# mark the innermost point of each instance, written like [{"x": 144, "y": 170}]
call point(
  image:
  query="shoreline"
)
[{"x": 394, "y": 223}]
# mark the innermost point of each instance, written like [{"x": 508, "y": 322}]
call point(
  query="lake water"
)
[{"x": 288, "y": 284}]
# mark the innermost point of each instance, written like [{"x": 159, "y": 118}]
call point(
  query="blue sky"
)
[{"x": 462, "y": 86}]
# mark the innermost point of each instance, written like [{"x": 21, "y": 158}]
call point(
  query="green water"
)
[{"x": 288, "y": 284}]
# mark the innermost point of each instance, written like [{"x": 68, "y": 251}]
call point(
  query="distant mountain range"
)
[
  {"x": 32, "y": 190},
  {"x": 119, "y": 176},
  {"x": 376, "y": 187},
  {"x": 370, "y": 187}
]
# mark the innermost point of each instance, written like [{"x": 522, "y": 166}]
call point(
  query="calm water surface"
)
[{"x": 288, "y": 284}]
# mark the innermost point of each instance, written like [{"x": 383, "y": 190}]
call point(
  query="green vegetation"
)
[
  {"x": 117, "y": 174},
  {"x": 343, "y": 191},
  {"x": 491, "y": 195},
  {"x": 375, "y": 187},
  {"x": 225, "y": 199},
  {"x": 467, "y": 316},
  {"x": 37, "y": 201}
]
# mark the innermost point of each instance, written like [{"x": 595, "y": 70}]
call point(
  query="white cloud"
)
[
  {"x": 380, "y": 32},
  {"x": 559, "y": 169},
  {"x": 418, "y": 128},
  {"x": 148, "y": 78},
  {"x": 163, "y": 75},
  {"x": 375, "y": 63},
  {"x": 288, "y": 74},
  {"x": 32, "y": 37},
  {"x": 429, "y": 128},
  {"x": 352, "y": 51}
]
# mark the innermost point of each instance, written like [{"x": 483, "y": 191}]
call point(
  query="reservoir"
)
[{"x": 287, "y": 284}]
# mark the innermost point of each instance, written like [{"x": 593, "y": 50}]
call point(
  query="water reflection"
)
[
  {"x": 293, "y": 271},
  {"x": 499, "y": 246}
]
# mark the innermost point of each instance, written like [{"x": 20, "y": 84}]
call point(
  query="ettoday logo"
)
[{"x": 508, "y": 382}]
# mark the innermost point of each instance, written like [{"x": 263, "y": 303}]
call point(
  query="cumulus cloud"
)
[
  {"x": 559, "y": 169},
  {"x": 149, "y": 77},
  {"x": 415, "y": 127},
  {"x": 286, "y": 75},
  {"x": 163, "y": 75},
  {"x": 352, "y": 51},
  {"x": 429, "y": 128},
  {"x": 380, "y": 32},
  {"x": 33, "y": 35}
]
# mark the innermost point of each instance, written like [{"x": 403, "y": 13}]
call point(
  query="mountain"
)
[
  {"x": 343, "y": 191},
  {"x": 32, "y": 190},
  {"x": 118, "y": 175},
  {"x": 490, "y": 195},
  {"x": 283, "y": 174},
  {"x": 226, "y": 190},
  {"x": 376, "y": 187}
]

++++++++++

> _WHAT THIS TASK INVOLVES_
Restate each entry exactly, skipping none.

> _ANSWER BELOW_
# mark the innermost point of each instance, written like [{"x": 144, "y": 170}]
call point(
  image:
  query="shoreline"
)
[{"x": 394, "y": 223}]
# mark the innermost point of each instance, written like [{"x": 508, "y": 322}]
call point(
  query="lake water"
)
[{"x": 288, "y": 284}]
# mark the innermost point of each instance, written like [{"x": 159, "y": 118}]
call point(
  query="blue sky"
)
[{"x": 462, "y": 86}]
# mark the innermost point of each instance, written like [{"x": 21, "y": 158}]
call point(
  query="green water"
)
[{"x": 288, "y": 284}]
# mark the innermost point of each instance, written like [{"x": 68, "y": 251}]
call point(
  query="distant mountain range"
)
[
  {"x": 32, "y": 190},
  {"x": 119, "y": 176},
  {"x": 376, "y": 187},
  {"x": 370, "y": 187}
]
# mark the innermost point of each instance, written like [{"x": 522, "y": 166}]
call point(
  query="calm water surface"
)
[{"x": 288, "y": 284}]
# mark the innermost point of each instance, written like [{"x": 383, "y": 190}]
call point(
  query="green vegetation"
)
[
  {"x": 117, "y": 174},
  {"x": 343, "y": 191},
  {"x": 491, "y": 195},
  {"x": 375, "y": 187},
  {"x": 225, "y": 199},
  {"x": 467, "y": 316},
  {"x": 37, "y": 201}
]
# mark the innermost point of each instance, written like [{"x": 595, "y": 70}]
call point(
  query="white cloud"
)
[
  {"x": 380, "y": 32},
  {"x": 559, "y": 169},
  {"x": 418, "y": 128},
  {"x": 148, "y": 78},
  {"x": 163, "y": 75},
  {"x": 375, "y": 63},
  {"x": 288, "y": 74},
  {"x": 32, "y": 37},
  {"x": 429, "y": 128},
  {"x": 352, "y": 51}
]
# mark the innermost point of each instance, written like [{"x": 483, "y": 191}]
call point(
  query="reservoir"
)
[{"x": 287, "y": 284}]
# mark the innermost point of each instance, written like [{"x": 593, "y": 50}]
call point(
  query="water reflection"
)
[
  {"x": 293, "y": 271},
  {"x": 499, "y": 246}
]
# mark the innermost point of each instance, written like [{"x": 20, "y": 84}]
call point(
  query="ettoday logo"
)
[{"x": 508, "y": 382}]
# mark the innermost point of each instance, written like [{"x": 263, "y": 303}]
call point(
  query="cumulus cloud"
)
[
  {"x": 559, "y": 169},
  {"x": 149, "y": 77},
  {"x": 415, "y": 127},
  {"x": 286, "y": 75},
  {"x": 163, "y": 75},
  {"x": 352, "y": 51},
  {"x": 429, "y": 128},
  {"x": 380, "y": 32},
  {"x": 33, "y": 35}
]
# mark the innermost point of each instance, written like [{"x": 403, "y": 13}]
call point(
  query="mountain"
)
[
  {"x": 343, "y": 191},
  {"x": 32, "y": 190},
  {"x": 118, "y": 175},
  {"x": 490, "y": 195},
  {"x": 283, "y": 174},
  {"x": 226, "y": 190},
  {"x": 376, "y": 187}
]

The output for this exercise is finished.